» Texte retenu
******
Pour l'identification, il existe une méthode plus fiable que le test de flagellation. C'est le test de pathogénicité sur souris. Cependant, d'autres amibes sont pathogènes pour la souris et peuvent créer des interférences comme N. australiensis.
On utilise un profil d'isoenzymes spécifique de l'espèce pour son identification par des techniques d'électrophorèse et d'isoélectrofocalisation afin de déterminer la présence de lactate déshydrogénase (LDH), superoxyde dismutase, phosphatase acide, malate déshydrogénase, leucine-aminopeptidase (LAP) et L-thréonine déshydrogénase.
On utilise aussi des techniques immunologiques (plus précisément immunofluorescence indirecte), de sérogroupage avec des anticorps monoclonaux anti-Nægleria. On peut pratiquer des méthodes de séquençage de l'ADN amibien. Ces méthodes sont toutes deux considérées comme fiables pour l'identification de N. fowleri[15].
Les choix thérapeutiques sont limités par le manque d'études et d'essais controlés (maladie rare). Les médicaments utilisés en pratique sont fondés sur des études en laboratoire (in vitro ou sur la souris) et des rapports de cas (limité à un ou très peu de patients).
******
» Consigne 1
D'après le passage sur N. fowleri, quelle méthode d'identification est plus fiable que le test de flagellation ?
» Consigne 2
Prolongez le passage sur N. fowleri à partir de sa dernière phrase.

Entrées de données:
******
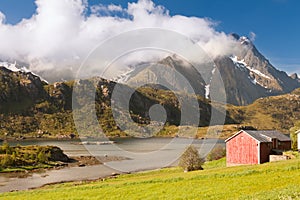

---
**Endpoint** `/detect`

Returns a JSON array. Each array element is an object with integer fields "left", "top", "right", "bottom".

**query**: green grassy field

[{"left": 0, "top": 159, "right": 300, "bottom": 200}]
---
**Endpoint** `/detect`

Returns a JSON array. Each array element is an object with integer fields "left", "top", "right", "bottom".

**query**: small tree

[{"left": 179, "top": 145, "right": 204, "bottom": 171}]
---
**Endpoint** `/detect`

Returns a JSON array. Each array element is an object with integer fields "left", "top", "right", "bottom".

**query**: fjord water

[{"left": 0, "top": 138, "right": 224, "bottom": 192}]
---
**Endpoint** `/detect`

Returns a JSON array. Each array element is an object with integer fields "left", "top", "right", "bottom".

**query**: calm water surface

[{"left": 0, "top": 138, "right": 225, "bottom": 192}]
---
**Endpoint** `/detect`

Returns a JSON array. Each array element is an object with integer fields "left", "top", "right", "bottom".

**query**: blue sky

[{"left": 0, "top": 0, "right": 300, "bottom": 73}]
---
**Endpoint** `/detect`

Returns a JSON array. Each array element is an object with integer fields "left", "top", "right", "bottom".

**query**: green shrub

[
  {"left": 0, "top": 154, "right": 14, "bottom": 168},
  {"left": 179, "top": 145, "right": 204, "bottom": 171}
]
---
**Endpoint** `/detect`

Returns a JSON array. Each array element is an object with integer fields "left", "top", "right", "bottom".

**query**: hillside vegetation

[
  {"left": 0, "top": 159, "right": 300, "bottom": 200},
  {"left": 0, "top": 67, "right": 300, "bottom": 138}
]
******
» Réponse rédigée 1
Le test de pathogénicité sur souris.

» Réponse rédigée 2
Les molécules les plus utilisées sont l'amphotéricine B et la miltéfosine, associés ou non à des médicaments d'appoint comme les dérivés azolés (fluconazole et voriconazole), l'azithromycine, et la rifampicine[4].
Cette amibe se montre particulièrement résistante aux antibiotiques. Le traitement est rarement efficace ; le pronostic d'une infection à Nægleria fowleri est toujours très sombre. On ne compte que 3 survivants aux États-Unis sur 143 cas survenus depuis 1962[4], et en tout 11 survivants dans le monde (cas publiés)[11].
D'autres médicaments ont été ou sont en cours de test, dont ceux basés sur des nanoproduits sur le modèle de nanoparticules de polyanhydride. Celles-ci ont montré une certaine efficacité in vitro pour véhiculer des produits tels que la rifampicine et l'azithromycine[10]. De même pour l'utilisation de médicaments existants, par exemple avec l'anti-rhumatoïde auranofine qui semble in vitro pouvoir tuer (CI50 = 0,788 µg/mL) les amibes de la souche HB-1 de N. fowleri, avec une activité amibicide de 3,0 µg/mL[10].
La pitavastatine, une statine hypocholestérolémiante pas ou peu toxique et déjà mise sur le marché pour des usages adultes et pédiatriques, traverse la barrière hémato-encéphalique et semble très efficace in vitro contre les souches américaines, australiennes et européennes de N. fowleri. Elle serait aussi efficace que l'amphotéricine B contre la souche européenne de N. fowleri : 80 % des trophozoïtes meurent dans les seize heures suivant le contact avec le médicament[19].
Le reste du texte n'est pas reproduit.